__GIVEN EXERCISE__: Reproduce the complete listing without any deviation.

__STORED RECORDS__:
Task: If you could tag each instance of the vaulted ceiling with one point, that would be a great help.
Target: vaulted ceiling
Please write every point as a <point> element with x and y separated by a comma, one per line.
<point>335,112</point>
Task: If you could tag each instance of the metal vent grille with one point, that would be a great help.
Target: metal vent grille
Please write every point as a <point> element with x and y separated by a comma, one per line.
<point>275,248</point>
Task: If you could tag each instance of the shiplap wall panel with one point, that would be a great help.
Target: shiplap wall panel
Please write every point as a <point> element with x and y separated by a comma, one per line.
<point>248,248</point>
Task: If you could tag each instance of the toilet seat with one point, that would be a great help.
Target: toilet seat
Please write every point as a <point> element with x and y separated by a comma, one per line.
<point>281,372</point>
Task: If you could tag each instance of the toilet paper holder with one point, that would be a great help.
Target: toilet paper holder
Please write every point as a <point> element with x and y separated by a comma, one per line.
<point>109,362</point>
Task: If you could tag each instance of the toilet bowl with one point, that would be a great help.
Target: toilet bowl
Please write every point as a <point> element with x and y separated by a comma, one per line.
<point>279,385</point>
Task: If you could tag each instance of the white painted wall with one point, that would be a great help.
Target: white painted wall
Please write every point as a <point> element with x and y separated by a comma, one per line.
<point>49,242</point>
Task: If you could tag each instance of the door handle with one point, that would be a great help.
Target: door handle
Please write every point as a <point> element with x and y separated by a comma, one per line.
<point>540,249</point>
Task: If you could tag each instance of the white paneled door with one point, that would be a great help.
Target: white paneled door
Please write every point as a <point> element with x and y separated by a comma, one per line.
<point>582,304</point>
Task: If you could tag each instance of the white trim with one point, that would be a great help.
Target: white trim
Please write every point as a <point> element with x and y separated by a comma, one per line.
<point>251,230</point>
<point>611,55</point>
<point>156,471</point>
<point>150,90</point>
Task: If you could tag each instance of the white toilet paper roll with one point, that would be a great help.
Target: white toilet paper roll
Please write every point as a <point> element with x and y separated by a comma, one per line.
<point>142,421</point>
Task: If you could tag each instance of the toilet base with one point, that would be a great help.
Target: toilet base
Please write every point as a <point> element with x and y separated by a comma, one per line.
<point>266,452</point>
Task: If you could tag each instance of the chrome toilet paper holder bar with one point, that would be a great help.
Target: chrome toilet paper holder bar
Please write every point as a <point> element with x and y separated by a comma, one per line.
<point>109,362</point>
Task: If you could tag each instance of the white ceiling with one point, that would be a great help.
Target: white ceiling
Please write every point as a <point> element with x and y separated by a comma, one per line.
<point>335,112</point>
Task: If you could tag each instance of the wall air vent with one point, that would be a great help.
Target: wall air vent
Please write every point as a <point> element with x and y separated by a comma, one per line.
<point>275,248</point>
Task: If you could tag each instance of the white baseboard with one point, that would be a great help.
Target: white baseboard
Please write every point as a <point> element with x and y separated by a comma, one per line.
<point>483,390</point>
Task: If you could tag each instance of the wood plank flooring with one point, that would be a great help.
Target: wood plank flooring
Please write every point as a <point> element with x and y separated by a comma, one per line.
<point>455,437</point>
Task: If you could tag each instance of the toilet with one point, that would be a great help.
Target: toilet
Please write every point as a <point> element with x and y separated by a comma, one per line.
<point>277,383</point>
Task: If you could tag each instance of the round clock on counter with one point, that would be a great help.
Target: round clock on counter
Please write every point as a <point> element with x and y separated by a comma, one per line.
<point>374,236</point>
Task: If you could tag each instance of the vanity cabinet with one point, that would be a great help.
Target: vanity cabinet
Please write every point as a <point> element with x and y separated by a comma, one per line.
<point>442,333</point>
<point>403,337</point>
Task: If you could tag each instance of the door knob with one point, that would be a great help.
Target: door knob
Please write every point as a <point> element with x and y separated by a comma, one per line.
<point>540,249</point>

__EXERCISE OUTPUT__:
Task: If you could tag each instance of the vaulted ceiling with one point, that would be a great help.
Target: vaulted ceiling
Please write every point as a <point> element with x and y separated by a comma, one per line.
<point>335,112</point>
Task: If you could tag each instance of the metal vent grille with one point, that would be a great help.
Target: metal vent grille
Please write every point as a <point> element with x and y separated by a comma, one per line.
<point>275,248</point>
Task: If you could tag each instance of the shiplap wall panel with one point, that would be a great help.
Target: shiplap wall panel
Please write every point as a <point> element with x and y separated by a comma, one per line.
<point>248,248</point>
Task: If you could tag each instance of the toilet seat with one point, that would be a great help.
Target: toilet seat
Please write every point as a <point> element with x and y separated by a comma, one per line.
<point>281,372</point>
Task: If you could tag each instance of the toilet paper holder with one point, that would be a great help.
Target: toilet paper holder
Please write every point as a <point> element with x and y separated by a comma, one per line.
<point>109,362</point>
Task: If you could tag each instance of the toilet bowl with one point, that would be a great help.
Target: toilet bowl
Please write every point as a <point> element with x and y separated by a comma, one per line.
<point>279,385</point>
Task: If you could tag each instance of the white painted wall with one point, that would be a great help.
Target: white painted wall
Please write every point as a <point> element with x and y separated by a comma, one per line.
<point>49,242</point>
Task: If you could tag each instance of the door handle with one point, that would be a great help.
Target: door handle
Please write every point as a <point> element with x and y separated by a comma, one per line.
<point>540,249</point>
Task: If you could tag each instance of the white paneled door with one point, that would be a great help.
Target: white paneled door
Please write every point as a <point> element with x and y separated by a comma, one per line.
<point>582,304</point>
Task: If you could tag each instance of the white trim with one point, that would be a great help.
Target: white trim
Please write every point as a <point> element with x and y separated by a comma, one per line.
<point>251,230</point>
<point>611,55</point>
<point>156,471</point>
<point>150,90</point>
Task: If you could tag each instance of the white toilet paper roll with one point, that would be a great help.
Target: white toilet paper roll
Please write every point as a <point> element with x and y separated by a comma, one per line.
<point>142,421</point>
Task: If you could tag each instance of the toilet base with one point, that would be a great help.
Target: toilet base
Please write every point as a <point> element with x and y separated by a comma, one per line.
<point>266,452</point>
Task: If you could tag each instance of the chrome toilet paper holder bar with one point, that would be a great help.
Target: chrome toilet paper holder bar
Please write every point as a <point> element with x and y separated by a comma, one per line.
<point>109,362</point>
Task: If you could tag each instance of the white ceiling with one point, that would be a great help.
Target: white ceiling
Please write every point as a <point> element with x and y separated by a comma, one per line.
<point>335,112</point>
Task: If you could tag each instance of the wall air vent with one point, that would be a great help.
Target: wall air vent
Please write every point as a <point> element with x and y separated by a comma, one per line.
<point>275,248</point>
Task: If you could tag each instance of the white baseboard with one point, that would be a great help.
Target: white baseboard
Please write every point as a <point> element with x and y separated by a comma, one per line.
<point>483,390</point>
Task: If you could tag each instance of the wood plank flooring with one point, that would be a great help.
Target: wood plank flooring
Please write every point as a <point> element with x and y separated by a comma, one per line.
<point>455,437</point>
Task: If you could tag each instance of the toilet with one point, that would be a great help.
Target: toilet
Please write every point as a <point> element with x and y separated by a comma, one per line.
<point>277,383</point>
Task: If you could tag each instance of the round clock on counter with one point, that would be a great help.
Target: round clock on counter
Please write every point as a <point> element with x and y separated by a comma, one per line.
<point>374,236</point>
Task: If you could tag each instance of the vanity cabinet with one point, that would be a great help.
Target: vanity cabinet
Please write every point as a <point> element with x and y separated by a comma, one per line.
<point>442,333</point>
<point>403,337</point>
Task: If you could tag each instance of the door knob with one point, that would be a great help.
Target: door knob
Please write every point as a <point> element with x and y separated by a comma, one per line.
<point>540,249</point>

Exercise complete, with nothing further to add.